_Assignment_: When checking the entries below, count every line with the word "bark", then give only that number.
==== Recorded data ====
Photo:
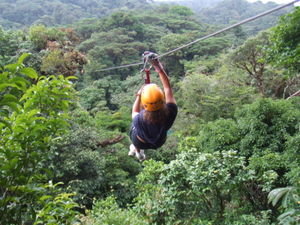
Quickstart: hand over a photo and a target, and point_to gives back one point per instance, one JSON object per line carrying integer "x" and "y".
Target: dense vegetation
{"x": 232, "y": 157}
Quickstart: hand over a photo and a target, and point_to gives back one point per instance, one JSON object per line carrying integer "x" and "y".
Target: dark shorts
{"x": 141, "y": 145}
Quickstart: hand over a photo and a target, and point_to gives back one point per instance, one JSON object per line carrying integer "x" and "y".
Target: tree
{"x": 250, "y": 57}
{"x": 286, "y": 42}
{"x": 32, "y": 114}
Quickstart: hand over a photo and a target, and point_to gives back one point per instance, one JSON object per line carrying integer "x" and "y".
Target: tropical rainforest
{"x": 231, "y": 158}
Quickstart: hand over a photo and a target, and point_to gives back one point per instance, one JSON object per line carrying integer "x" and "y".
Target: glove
{"x": 152, "y": 58}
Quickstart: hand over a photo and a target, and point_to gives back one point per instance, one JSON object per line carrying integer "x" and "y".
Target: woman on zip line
{"x": 150, "y": 125}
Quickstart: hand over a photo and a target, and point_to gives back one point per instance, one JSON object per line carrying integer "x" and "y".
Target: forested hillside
{"x": 233, "y": 11}
{"x": 18, "y": 13}
{"x": 231, "y": 158}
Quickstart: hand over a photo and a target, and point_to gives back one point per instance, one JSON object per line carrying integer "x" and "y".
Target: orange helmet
{"x": 152, "y": 97}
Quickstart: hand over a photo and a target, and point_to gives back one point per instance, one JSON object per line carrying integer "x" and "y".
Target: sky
{"x": 277, "y": 1}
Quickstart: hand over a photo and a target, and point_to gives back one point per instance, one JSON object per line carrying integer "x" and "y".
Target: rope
{"x": 207, "y": 36}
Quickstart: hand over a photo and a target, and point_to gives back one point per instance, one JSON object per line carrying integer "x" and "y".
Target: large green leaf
{"x": 30, "y": 72}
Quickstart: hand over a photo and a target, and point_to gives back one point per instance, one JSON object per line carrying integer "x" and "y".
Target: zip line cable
{"x": 205, "y": 37}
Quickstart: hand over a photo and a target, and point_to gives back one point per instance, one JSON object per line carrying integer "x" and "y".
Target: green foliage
{"x": 21, "y": 13}
{"x": 107, "y": 212}
{"x": 32, "y": 114}
{"x": 39, "y": 35}
{"x": 57, "y": 208}
{"x": 211, "y": 97}
{"x": 289, "y": 197}
{"x": 232, "y": 11}
{"x": 9, "y": 44}
{"x": 285, "y": 49}
{"x": 91, "y": 159}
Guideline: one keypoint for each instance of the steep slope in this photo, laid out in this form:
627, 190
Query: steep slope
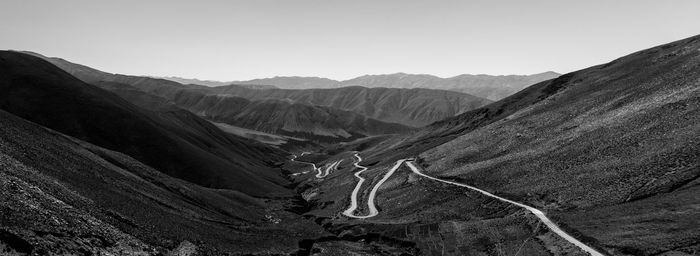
182, 147
61, 195
612, 150
411, 107
611, 153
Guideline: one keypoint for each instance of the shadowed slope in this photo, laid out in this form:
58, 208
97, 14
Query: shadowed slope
35, 89
65, 196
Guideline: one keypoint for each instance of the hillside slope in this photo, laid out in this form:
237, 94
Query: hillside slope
611, 151
286, 118
61, 195
484, 86
185, 147
410, 107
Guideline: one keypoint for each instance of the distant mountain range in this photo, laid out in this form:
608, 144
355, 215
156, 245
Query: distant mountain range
338, 114
484, 86
412, 107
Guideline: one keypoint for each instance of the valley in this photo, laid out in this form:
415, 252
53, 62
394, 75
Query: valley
599, 161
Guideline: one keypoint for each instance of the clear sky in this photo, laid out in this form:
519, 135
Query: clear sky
245, 39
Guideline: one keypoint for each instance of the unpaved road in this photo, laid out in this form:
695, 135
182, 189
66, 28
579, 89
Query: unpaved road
549, 223
409, 162
372, 194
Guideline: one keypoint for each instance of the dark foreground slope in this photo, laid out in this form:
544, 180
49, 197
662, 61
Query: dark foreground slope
186, 147
611, 153
613, 150
60, 195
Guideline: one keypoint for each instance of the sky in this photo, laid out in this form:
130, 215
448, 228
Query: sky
244, 39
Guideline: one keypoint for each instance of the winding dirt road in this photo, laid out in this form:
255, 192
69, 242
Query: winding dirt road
539, 214
372, 194
409, 162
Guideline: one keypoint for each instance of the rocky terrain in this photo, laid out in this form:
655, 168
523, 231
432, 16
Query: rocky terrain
410, 107
607, 153
484, 86
610, 153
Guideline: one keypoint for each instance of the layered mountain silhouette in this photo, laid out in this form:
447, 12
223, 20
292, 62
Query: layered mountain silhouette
484, 86
354, 107
610, 152
115, 164
175, 142
411, 107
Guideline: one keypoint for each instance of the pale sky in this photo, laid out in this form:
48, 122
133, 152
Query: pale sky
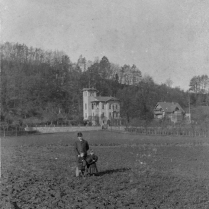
163, 38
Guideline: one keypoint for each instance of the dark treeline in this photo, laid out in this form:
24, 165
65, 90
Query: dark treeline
45, 86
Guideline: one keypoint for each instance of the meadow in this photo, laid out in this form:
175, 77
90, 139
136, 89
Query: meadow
135, 171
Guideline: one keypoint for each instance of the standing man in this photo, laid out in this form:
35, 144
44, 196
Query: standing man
81, 148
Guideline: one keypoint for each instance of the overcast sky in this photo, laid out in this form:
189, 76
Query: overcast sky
163, 38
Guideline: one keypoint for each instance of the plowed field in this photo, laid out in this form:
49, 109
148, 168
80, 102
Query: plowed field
38, 171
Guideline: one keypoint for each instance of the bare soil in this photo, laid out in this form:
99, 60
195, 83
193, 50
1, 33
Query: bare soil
134, 172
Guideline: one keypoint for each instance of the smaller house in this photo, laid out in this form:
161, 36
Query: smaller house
170, 110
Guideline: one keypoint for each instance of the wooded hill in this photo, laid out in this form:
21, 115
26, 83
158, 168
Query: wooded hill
40, 86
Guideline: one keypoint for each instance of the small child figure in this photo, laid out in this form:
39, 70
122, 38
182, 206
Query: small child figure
91, 163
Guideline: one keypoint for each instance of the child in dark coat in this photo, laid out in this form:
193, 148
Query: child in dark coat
91, 163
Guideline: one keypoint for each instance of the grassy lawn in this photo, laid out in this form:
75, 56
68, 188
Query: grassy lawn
134, 172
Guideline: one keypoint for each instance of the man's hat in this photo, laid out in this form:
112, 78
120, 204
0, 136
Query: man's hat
79, 134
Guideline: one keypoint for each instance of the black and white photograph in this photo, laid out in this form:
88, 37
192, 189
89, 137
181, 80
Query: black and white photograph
104, 104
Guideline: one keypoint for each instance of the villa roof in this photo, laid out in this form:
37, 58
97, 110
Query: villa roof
169, 106
89, 89
104, 99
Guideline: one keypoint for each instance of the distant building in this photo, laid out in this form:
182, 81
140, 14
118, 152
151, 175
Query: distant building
170, 110
99, 109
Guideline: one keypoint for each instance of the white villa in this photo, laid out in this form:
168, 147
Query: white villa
99, 108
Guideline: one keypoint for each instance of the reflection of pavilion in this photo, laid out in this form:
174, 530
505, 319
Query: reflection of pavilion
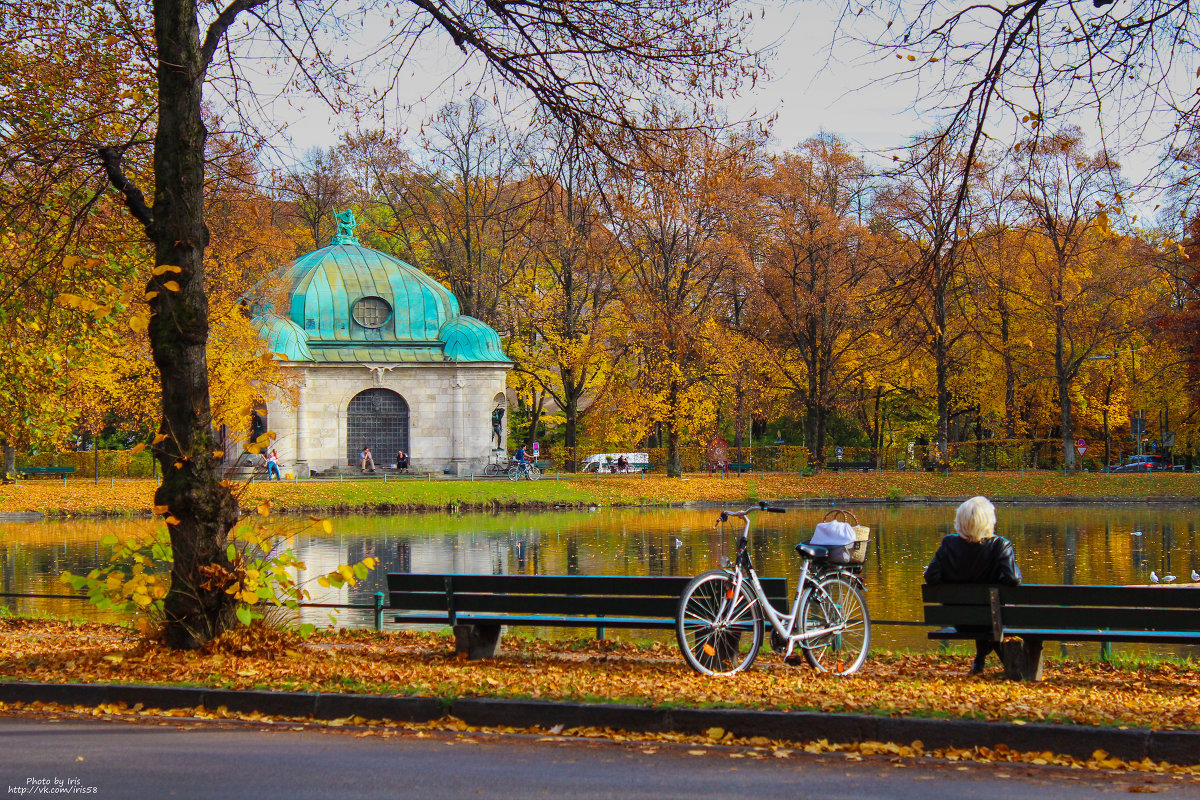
385, 361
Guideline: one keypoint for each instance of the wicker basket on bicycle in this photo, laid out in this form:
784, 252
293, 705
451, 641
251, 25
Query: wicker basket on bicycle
851, 552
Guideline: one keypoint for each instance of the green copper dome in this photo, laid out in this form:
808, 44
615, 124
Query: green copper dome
351, 304
282, 336
467, 338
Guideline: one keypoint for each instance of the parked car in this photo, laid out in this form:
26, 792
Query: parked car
1144, 464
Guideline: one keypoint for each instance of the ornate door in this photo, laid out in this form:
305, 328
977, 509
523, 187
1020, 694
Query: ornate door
378, 419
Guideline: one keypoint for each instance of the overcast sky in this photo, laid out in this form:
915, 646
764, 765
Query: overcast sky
813, 89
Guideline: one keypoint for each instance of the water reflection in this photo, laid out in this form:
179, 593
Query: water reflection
1077, 545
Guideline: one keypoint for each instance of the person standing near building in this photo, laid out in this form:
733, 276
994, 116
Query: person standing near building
520, 458
273, 465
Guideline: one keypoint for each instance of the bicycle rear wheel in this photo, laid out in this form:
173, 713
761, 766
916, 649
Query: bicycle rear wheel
718, 633
835, 602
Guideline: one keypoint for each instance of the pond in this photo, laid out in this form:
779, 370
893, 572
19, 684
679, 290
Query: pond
1080, 545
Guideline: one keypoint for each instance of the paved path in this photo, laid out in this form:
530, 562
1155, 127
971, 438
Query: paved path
111, 759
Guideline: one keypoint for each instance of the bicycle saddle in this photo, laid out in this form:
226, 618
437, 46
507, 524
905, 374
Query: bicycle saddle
813, 551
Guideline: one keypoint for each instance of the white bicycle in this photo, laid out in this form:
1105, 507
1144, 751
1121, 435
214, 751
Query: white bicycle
723, 613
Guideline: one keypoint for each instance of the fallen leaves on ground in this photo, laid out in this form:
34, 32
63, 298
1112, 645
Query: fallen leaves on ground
82, 497
1155, 696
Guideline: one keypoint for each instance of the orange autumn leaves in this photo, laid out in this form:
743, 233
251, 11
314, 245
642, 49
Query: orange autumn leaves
82, 497
1157, 696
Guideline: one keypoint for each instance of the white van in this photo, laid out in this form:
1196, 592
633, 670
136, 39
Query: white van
607, 462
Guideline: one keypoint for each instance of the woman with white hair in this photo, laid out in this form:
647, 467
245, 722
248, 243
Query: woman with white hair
975, 554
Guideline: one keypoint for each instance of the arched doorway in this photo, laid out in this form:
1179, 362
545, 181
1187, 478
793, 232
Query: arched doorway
378, 419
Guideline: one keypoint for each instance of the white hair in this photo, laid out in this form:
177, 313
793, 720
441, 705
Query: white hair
976, 519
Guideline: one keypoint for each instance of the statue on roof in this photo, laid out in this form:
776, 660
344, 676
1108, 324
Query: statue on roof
346, 226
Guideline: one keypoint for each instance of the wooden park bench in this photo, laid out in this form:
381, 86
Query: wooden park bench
852, 465
475, 606
33, 471
1061, 613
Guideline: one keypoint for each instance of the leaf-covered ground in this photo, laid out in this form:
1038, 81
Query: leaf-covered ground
1159, 696
133, 497
1155, 696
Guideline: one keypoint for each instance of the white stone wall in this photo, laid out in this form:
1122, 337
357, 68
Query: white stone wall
449, 414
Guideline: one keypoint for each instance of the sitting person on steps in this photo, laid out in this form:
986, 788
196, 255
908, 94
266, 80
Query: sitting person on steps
975, 554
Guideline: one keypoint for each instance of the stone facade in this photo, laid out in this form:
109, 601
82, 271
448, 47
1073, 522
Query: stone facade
384, 359
449, 416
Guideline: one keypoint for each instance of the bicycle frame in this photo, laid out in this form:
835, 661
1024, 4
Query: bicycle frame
784, 625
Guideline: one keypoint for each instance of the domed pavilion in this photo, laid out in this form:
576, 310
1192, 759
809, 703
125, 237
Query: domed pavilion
384, 360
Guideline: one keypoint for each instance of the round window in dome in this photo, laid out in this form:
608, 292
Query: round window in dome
371, 312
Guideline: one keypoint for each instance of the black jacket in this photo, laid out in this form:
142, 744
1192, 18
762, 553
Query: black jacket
957, 560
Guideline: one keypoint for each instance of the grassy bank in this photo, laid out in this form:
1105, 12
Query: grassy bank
133, 497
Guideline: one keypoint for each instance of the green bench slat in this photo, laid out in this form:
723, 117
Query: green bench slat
549, 584
1151, 637
605, 601
546, 621
545, 605
1068, 613
1073, 595
1073, 618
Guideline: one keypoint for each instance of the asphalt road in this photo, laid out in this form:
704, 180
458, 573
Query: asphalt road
41, 757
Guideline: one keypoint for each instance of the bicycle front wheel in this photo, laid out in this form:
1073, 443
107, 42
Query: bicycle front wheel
719, 633
837, 606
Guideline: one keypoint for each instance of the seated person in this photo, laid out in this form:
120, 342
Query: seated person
975, 554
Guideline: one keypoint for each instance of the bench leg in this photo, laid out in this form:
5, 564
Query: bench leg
475, 642
1021, 657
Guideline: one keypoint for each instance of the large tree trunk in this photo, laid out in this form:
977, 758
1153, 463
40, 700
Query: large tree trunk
197, 607
675, 461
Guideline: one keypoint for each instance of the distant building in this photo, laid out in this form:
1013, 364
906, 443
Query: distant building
384, 360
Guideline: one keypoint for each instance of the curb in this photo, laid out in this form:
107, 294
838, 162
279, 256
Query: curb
1131, 744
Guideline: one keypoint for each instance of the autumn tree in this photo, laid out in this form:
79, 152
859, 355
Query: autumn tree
588, 65
318, 190
921, 214
563, 306
462, 217
821, 272
1081, 280
57, 235
673, 218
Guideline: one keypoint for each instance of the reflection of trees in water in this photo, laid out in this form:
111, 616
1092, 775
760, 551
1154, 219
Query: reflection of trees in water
1078, 545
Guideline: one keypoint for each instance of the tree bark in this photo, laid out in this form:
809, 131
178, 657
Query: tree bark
====
_Reply_: 2